◆ **Page excerpt**:
== Segment start ==
With the various permutations of body types & conditions and injuries present a much more squishy predicament. It's presicely becuase comparitively so little is known about human body that major breakthroughs can occur. When was the last significant breakthrough in bridge building? Apples to oranges comparison amigo.


His professional judgement is no better and no worse than the professional judgement of an engineer or scientist in that individual's area of competence; why, then, is it that the engineer and scientist are trained to expect review while the physician isn't? Very simple. This society practically deifies physicians, and they themselves buy
into it.


Thanks for reinforcing your concession above that all you have to operate on is your opinion.


It is most certainly a problem of ego, and of training, and of a systemic defect in the physician's method of practicing.

As long as you're content to focus on opinion, I'll join you. Looking back over my life, I can think of only one physician I, my wife, or our children have been to who truly had ego problems. All the rest were either easily approchable or willing to take time to explain what they were doing and the alternatives. Now, I'm not saying my anecdotes are better than yours, but I'm contesting that your experience is universal.
== Segment end ==
◆ **What you will do**:
**a)** In the discussion about physicians, how many of the physicians seen by the last writer's family does that writer recall as truly having ego problems?
**b)** Reproduce the passage of the discussion about physicians from "Thanks for reinforcing" up to and including "method of practicing.".
**c)** Continue the discussion about physicians from its final sentence.

◆ **Dataset content**:
== Segment start ==
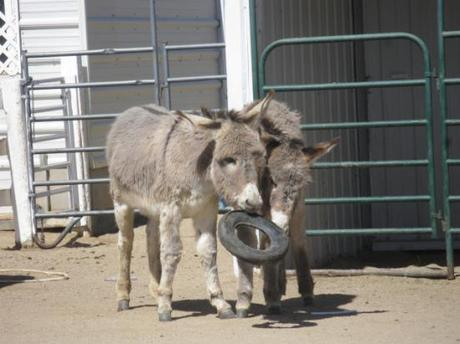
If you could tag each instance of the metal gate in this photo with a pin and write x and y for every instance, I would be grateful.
(161, 86)
(426, 121)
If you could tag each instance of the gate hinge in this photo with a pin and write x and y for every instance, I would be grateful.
== Segment end ==
◆ **Exercise answers**:
**a)** Only one.

**b)**
Thanks for reinforcing your concession above that all you have to operate on is your opinion.


It is most certainly a problem of ego, and of training, and of a systemic defect in the physician's method of practicing.

**c)**
Also, food for thought for you. I recall hearing a study that concluded doctors learn the equivalent of 2.5 languages in their training. I wonder if you're confusing the understandable frustration of someone who just knows a lot more than you do being questioned by someone who doesn't know as much and then his having to dumb down a highly technical explanation to a layperson.

Incidentally, if your wife is a nurse and that is her "particular" reasons for having insight, I'd discard that out of hand. We had nurses fighting our doctors over med doses (and a few other issues) the last time my wife was hospitalized. Once the nurse got off her "the doctor thinks he's G_d" tangent (which she was not hesitant about sharing with us) and listened to the docs explanation, she realized, to her horror, she was wrong.

You wife might not be a nurse, but some of your extreme positions from her "particular" experience sound a lot like our attending nurse.


Whether he is right, or he is wrong, he is seldom reviewed.

Right, which is why out of control lawsuits (which are clearly not a strong check or review </sarcasm>) have done a lot of damage to ER professionals (those most likely to have to make judgement calls of life and death) and obstetrical practitioners. Let me know when you make your trip back to reality and we can continue this conversation at that time.

Listen, doctors make mistakes all of the time. Do they make them with any more frequency than other professionals in their respective spheres. My gut tells me no, but the negative consequences of the bad exercises of judgement are far more visible than an accountant who blesses an erroneous cash flow statement. Combine this with the american system of litigants paying their own attorney fees and unscrupulus attorneys who are willing to gamble on the hopes of a large payout for a marginal (or worse) case, and I believe there is actually a strong bias built into the system for doctors to be very careful.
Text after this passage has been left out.